Task objective:
Give again, unchanged, the line that contains "# sample of the format" together with every line that follows it until the entries end.

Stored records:
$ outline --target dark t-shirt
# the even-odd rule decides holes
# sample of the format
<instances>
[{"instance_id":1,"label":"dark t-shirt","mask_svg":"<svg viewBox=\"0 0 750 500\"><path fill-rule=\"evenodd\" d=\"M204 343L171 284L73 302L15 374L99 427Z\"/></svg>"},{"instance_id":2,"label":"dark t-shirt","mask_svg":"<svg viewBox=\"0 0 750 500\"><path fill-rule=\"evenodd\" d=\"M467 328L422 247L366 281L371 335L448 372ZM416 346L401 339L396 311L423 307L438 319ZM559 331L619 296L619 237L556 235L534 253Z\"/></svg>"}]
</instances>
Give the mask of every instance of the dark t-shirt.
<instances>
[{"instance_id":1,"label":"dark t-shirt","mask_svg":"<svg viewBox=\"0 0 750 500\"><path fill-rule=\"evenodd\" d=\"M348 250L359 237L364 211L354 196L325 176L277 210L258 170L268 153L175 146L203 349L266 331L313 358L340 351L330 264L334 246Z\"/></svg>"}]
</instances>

Written reply:
# sample of the format
<instances>
[{"instance_id":1,"label":"dark t-shirt","mask_svg":"<svg viewBox=\"0 0 750 500\"><path fill-rule=\"evenodd\" d=\"M204 343L171 284L73 302L15 374L99 427Z\"/></svg>"},{"instance_id":2,"label":"dark t-shirt","mask_svg":"<svg viewBox=\"0 0 750 500\"><path fill-rule=\"evenodd\" d=\"M467 328L422 247L366 281L371 335L448 372ZM416 346L401 339L396 311L423 307L438 319ZM559 331L619 296L619 237L556 235L534 253Z\"/></svg>"}]
</instances>
Give the mask of every instance of the dark t-shirt.
<instances>
[{"instance_id":1,"label":"dark t-shirt","mask_svg":"<svg viewBox=\"0 0 750 500\"><path fill-rule=\"evenodd\" d=\"M348 250L359 237L364 211L354 196L325 176L277 210L258 170L268 153L175 146L203 349L266 331L313 358L340 351L330 264L334 246Z\"/></svg>"}]
</instances>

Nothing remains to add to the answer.